_Exercise prompt_
Lines below that include the word "basketball" should each be copied.

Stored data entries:
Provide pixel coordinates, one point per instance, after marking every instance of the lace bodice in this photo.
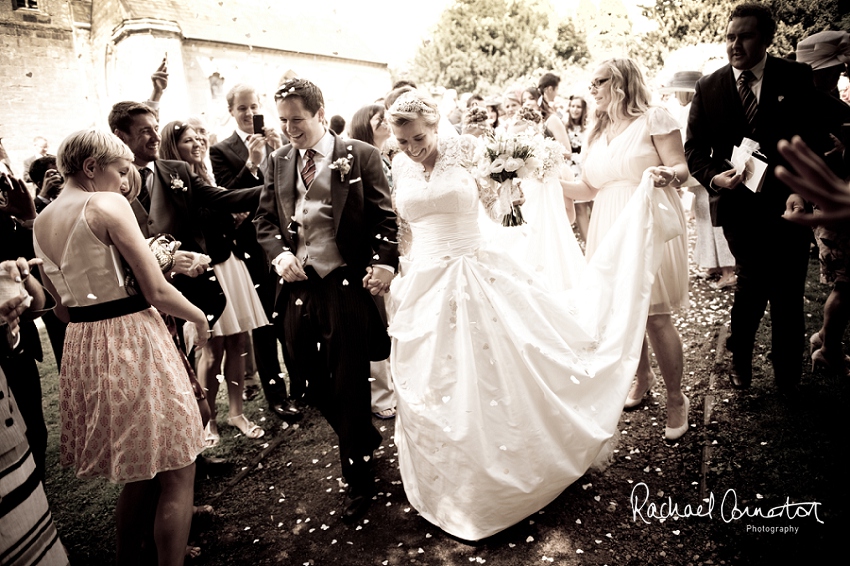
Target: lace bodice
(623, 161)
(442, 208)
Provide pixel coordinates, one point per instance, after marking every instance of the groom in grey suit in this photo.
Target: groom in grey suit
(326, 223)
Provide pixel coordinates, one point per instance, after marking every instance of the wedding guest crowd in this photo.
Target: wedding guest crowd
(217, 254)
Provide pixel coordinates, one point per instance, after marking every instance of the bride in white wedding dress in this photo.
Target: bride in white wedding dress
(506, 393)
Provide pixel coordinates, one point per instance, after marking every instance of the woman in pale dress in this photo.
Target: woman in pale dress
(630, 136)
(127, 409)
(243, 311)
(506, 393)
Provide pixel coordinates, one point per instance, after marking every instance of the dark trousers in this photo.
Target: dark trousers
(24, 381)
(326, 328)
(772, 259)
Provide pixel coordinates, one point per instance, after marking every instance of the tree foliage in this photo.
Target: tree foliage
(482, 45)
(689, 22)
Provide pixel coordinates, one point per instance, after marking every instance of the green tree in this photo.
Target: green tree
(689, 22)
(482, 45)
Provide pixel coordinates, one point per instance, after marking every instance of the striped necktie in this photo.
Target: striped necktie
(308, 173)
(748, 99)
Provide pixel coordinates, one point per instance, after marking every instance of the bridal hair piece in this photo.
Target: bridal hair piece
(310, 94)
(412, 105)
(630, 96)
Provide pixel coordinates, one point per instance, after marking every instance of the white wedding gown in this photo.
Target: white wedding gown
(506, 393)
(546, 244)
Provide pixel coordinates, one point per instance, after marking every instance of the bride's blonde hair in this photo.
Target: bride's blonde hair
(630, 96)
(412, 105)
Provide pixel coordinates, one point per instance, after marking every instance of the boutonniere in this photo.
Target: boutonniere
(343, 165)
(177, 184)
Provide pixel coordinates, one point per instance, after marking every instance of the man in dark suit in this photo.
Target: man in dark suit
(238, 162)
(326, 223)
(766, 99)
(170, 199)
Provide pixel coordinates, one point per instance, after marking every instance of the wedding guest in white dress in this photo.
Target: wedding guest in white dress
(577, 131)
(629, 137)
(506, 394)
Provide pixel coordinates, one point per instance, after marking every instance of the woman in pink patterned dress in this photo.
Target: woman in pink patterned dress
(127, 409)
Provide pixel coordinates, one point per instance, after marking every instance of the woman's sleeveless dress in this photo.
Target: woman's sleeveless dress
(615, 169)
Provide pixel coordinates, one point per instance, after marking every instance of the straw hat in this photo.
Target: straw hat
(825, 49)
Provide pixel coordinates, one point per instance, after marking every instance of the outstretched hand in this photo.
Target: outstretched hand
(815, 182)
(16, 200)
(159, 78)
(377, 280)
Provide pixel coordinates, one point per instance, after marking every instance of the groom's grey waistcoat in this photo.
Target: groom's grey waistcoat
(314, 214)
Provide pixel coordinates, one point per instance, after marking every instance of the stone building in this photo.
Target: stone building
(63, 63)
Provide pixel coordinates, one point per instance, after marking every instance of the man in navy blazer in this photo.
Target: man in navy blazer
(327, 225)
(171, 197)
(771, 253)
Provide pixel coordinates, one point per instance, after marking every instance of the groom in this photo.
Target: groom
(327, 226)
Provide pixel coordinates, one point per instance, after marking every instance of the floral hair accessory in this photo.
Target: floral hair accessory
(343, 165)
(177, 184)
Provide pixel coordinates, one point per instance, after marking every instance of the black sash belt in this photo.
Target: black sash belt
(112, 309)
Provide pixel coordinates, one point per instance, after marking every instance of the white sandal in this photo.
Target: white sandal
(249, 429)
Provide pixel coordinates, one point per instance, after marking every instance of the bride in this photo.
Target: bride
(506, 393)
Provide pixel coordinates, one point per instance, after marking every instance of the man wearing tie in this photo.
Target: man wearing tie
(326, 223)
(238, 162)
(766, 99)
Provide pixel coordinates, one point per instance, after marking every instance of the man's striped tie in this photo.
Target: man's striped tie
(748, 99)
(309, 170)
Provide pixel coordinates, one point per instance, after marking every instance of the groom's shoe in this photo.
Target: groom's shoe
(357, 504)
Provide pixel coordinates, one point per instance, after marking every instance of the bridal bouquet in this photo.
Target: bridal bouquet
(504, 160)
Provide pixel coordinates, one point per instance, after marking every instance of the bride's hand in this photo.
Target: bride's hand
(662, 176)
(377, 280)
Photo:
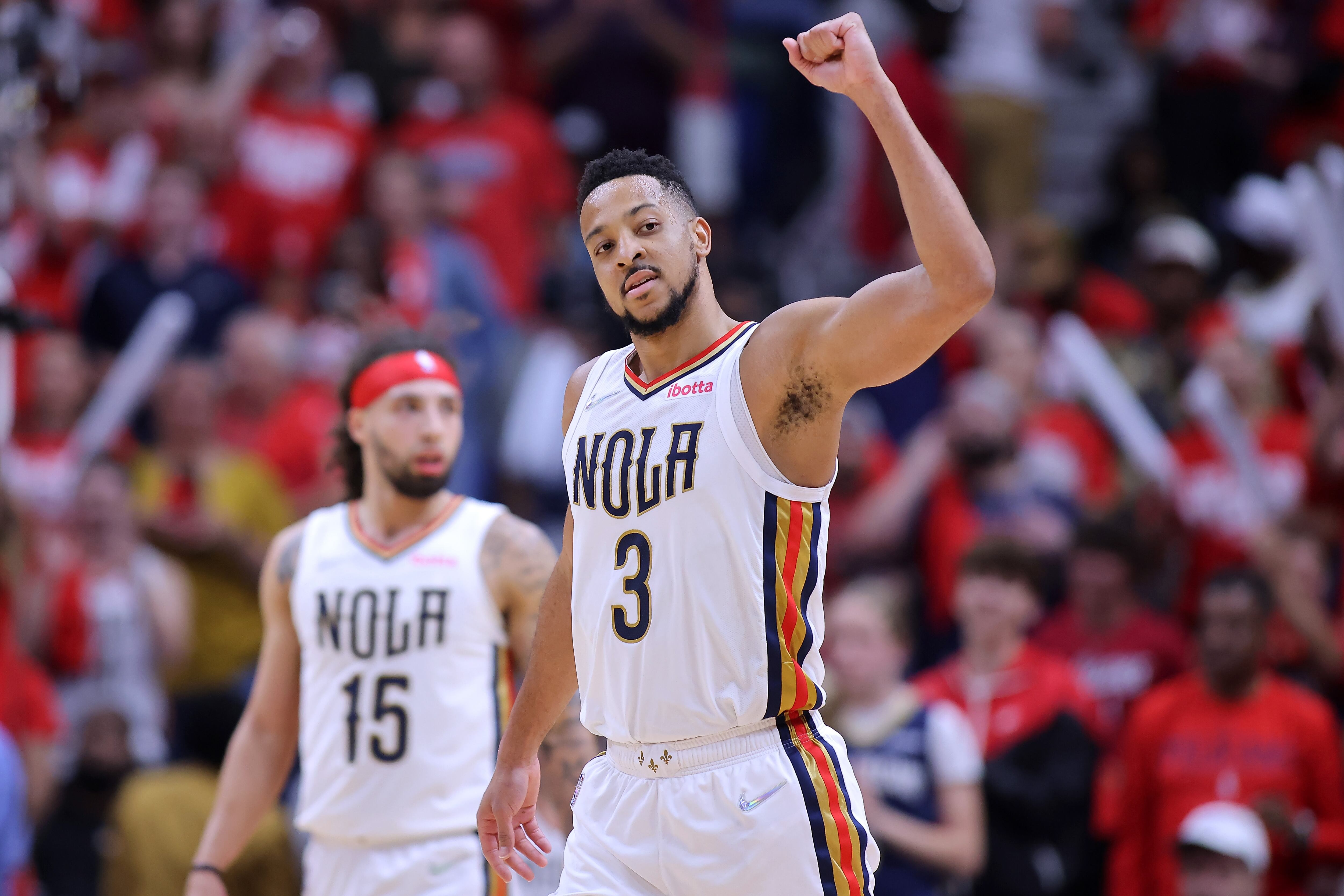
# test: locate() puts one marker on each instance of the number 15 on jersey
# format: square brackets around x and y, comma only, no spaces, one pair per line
[385,695]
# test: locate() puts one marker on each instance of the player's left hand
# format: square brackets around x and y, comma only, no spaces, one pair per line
[837,56]
[507,821]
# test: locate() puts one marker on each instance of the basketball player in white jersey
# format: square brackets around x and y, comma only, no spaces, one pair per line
[686,606]
[393,622]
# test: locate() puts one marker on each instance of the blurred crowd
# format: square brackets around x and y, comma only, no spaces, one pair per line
[1113,655]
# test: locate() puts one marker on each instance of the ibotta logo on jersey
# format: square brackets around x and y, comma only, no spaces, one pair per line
[682,390]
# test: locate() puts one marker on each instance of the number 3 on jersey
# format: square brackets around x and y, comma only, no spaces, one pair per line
[638,583]
[382,708]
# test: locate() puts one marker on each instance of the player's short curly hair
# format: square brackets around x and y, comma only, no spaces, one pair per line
[627,163]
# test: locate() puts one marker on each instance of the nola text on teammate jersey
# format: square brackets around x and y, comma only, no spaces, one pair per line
[354,625]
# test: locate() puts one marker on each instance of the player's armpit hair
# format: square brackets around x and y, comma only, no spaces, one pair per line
[804,400]
[630,163]
[288,559]
[347,456]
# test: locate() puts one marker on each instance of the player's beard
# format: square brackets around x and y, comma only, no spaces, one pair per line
[673,312]
[404,480]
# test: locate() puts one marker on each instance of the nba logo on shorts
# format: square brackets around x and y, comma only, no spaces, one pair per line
[576,797]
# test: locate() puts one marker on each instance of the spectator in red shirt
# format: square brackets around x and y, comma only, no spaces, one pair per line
[1119,647]
[1034,722]
[300,155]
[503,173]
[1230,731]
[1224,851]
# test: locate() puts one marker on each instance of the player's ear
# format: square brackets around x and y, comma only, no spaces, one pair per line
[355,425]
[702,238]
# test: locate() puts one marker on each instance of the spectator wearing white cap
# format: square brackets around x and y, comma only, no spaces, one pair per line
[1175,257]
[1224,851]
[1275,288]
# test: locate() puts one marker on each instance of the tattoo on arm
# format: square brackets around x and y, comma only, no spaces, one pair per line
[288,561]
[517,561]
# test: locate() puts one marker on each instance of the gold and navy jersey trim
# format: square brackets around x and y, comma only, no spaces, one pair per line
[646,390]
[838,836]
[494,886]
[406,542]
[503,706]
[503,691]
[791,570]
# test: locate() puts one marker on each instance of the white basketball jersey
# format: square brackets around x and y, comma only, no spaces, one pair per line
[405,676]
[697,566]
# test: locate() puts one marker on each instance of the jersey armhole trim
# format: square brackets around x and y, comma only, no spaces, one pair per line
[737,440]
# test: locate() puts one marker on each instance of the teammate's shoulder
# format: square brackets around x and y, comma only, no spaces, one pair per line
[284,550]
[574,389]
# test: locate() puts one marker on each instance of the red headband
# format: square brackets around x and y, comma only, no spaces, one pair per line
[394,370]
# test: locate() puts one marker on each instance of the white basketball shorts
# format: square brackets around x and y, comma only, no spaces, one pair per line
[443,867]
[771,808]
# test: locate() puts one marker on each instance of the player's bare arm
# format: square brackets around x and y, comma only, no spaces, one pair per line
[261,751]
[807,359]
[517,561]
[507,817]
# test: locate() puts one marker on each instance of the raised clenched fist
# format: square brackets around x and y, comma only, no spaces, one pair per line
[837,56]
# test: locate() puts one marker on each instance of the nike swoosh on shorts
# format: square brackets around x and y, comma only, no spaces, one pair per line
[745,805]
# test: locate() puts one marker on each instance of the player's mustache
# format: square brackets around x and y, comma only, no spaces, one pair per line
[639,269]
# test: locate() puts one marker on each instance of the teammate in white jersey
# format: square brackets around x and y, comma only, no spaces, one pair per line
[393,625]
[686,606]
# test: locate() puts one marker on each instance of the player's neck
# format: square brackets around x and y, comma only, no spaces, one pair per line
[386,515]
[702,324]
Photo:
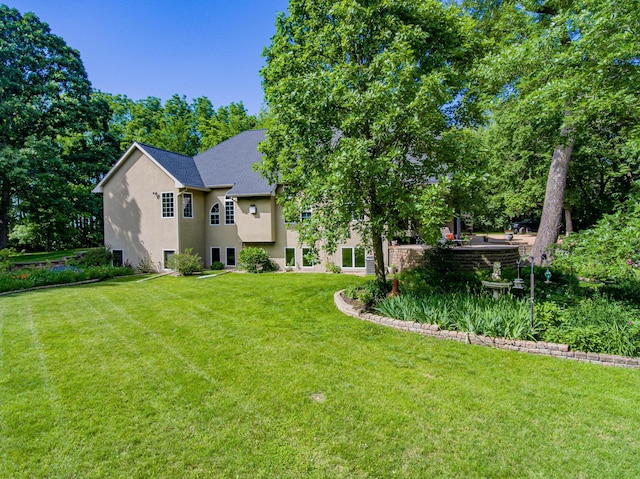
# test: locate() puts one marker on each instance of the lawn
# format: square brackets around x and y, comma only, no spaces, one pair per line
[259,376]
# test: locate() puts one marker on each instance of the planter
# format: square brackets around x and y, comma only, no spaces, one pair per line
[497,287]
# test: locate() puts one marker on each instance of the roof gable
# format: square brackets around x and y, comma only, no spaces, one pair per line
[230,163]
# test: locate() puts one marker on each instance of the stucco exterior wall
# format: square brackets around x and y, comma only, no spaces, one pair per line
[132,205]
[192,229]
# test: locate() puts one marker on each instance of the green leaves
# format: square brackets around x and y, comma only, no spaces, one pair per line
[357,95]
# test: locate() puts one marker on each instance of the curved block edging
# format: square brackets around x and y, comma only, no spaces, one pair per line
[532,347]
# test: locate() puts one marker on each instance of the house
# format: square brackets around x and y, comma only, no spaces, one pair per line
[157,203]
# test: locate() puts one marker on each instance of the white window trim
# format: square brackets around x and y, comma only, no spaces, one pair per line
[121,251]
[219,214]
[184,196]
[173,200]
[164,257]
[353,257]
[226,256]
[295,259]
[211,260]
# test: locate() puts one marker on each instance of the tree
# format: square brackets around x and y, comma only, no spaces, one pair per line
[360,97]
[224,123]
[553,69]
[46,105]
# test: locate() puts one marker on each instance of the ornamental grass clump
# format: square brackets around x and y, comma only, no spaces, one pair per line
[507,317]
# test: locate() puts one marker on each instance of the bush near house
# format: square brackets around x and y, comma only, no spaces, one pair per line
[255,260]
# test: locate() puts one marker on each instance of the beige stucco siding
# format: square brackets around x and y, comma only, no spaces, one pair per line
[133,211]
[258,227]
[192,230]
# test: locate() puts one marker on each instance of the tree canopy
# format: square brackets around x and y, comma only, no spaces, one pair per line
[362,96]
[562,78]
[49,122]
[176,125]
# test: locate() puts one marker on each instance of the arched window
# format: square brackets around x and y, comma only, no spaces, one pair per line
[214,217]
[229,212]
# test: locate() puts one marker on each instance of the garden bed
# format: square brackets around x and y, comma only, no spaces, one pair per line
[355,309]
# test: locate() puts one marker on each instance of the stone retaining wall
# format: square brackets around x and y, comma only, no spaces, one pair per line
[532,347]
[467,258]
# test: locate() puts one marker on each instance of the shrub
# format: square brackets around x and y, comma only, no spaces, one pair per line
[146,265]
[217,266]
[186,263]
[608,251]
[5,258]
[33,277]
[333,268]
[370,292]
[255,260]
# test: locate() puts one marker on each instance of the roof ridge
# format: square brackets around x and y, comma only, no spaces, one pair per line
[163,149]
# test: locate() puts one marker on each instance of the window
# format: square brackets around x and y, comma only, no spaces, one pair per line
[167,205]
[231,256]
[166,256]
[214,216]
[229,212]
[187,205]
[353,258]
[290,256]
[309,257]
[117,257]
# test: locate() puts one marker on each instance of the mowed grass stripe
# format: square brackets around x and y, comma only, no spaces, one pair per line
[260,376]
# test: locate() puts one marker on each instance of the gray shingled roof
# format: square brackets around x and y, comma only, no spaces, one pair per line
[231,163]
[181,167]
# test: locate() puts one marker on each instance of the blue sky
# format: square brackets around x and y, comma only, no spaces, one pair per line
[143,48]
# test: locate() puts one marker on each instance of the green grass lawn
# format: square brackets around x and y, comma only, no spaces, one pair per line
[259,376]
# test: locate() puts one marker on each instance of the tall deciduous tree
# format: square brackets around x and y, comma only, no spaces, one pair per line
[45,103]
[557,66]
[360,95]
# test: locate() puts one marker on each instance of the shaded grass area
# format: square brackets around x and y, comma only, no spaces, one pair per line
[260,376]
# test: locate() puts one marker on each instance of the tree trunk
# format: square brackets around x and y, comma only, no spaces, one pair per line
[553,200]
[568,221]
[378,256]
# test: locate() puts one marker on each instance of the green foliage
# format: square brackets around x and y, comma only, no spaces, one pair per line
[370,292]
[350,87]
[176,125]
[217,266]
[56,143]
[26,278]
[537,84]
[186,263]
[5,258]
[608,251]
[506,317]
[333,268]
[145,265]
[100,256]
[597,325]
[255,260]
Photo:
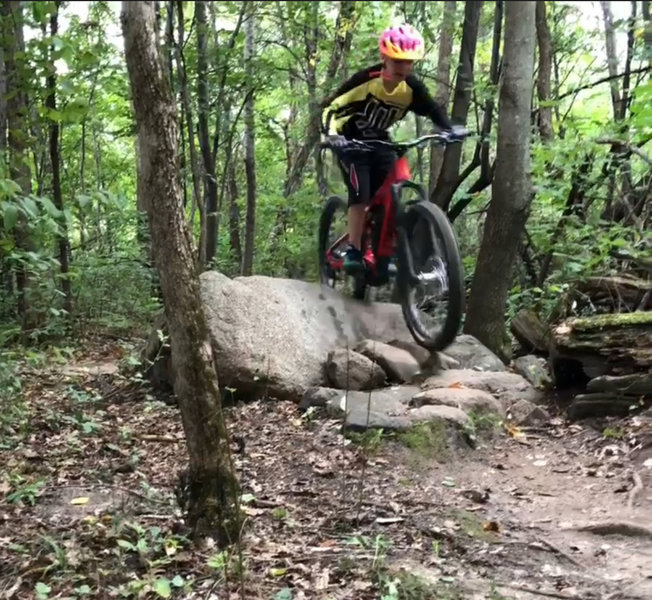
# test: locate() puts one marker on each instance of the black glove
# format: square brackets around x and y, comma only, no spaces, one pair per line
[337,141]
[458,132]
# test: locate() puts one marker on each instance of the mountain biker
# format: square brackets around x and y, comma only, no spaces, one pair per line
[363,108]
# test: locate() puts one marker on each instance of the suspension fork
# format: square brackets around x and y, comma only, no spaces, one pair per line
[406,273]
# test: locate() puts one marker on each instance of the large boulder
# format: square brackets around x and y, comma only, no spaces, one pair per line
[272,337]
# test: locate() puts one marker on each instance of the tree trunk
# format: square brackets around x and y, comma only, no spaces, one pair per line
[210,180]
[18,143]
[511,194]
[442,95]
[447,182]
[481,156]
[234,215]
[544,73]
[250,157]
[212,485]
[612,56]
[55,161]
[187,111]
[3,92]
[341,49]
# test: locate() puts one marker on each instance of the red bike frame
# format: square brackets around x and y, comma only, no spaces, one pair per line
[382,204]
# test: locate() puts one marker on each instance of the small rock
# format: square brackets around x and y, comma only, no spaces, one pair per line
[471,354]
[528,414]
[420,354]
[399,364]
[535,370]
[467,399]
[450,414]
[318,397]
[507,387]
[354,371]
[390,401]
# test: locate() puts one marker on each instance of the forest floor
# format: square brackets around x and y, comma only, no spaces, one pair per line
[90,460]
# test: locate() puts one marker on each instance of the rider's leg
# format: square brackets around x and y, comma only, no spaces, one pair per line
[356,224]
[357,181]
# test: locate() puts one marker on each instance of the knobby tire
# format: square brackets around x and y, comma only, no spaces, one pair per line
[456,294]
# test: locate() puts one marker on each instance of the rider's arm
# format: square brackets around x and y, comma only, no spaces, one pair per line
[423,104]
[338,104]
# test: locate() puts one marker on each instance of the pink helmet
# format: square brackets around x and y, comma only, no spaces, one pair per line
[403,42]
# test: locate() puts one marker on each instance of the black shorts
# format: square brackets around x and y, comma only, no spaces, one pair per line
[365,172]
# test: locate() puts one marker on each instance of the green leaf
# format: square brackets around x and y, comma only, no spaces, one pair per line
[10,217]
[126,545]
[162,588]
[29,206]
[50,208]
[42,590]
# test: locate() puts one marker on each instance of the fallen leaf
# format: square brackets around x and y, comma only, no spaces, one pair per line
[514,431]
[321,581]
[389,520]
[80,501]
[491,526]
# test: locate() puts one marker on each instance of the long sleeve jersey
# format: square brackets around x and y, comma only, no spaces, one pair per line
[362,108]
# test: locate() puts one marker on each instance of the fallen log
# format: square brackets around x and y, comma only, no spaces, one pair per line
[610,344]
[530,332]
[621,293]
[631,385]
[605,405]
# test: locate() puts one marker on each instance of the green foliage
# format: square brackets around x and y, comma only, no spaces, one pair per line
[113,282]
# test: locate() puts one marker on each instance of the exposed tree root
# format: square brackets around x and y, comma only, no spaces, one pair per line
[617,528]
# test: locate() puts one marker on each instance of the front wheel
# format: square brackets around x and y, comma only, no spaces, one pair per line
[433,301]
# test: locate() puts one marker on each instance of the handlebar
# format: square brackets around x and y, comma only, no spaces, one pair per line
[441,138]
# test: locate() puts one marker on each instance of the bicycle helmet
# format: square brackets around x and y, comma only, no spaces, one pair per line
[402,42]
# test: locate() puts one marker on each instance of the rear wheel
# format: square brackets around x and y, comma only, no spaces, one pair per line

_Written response_
# test: locate() puts one marker on each instance of the basketball player in white jersey
# test: locate() puts one marker on each instance of the white basketball jersey
# test: locate() puts one marker on each instance of the white basketball shorts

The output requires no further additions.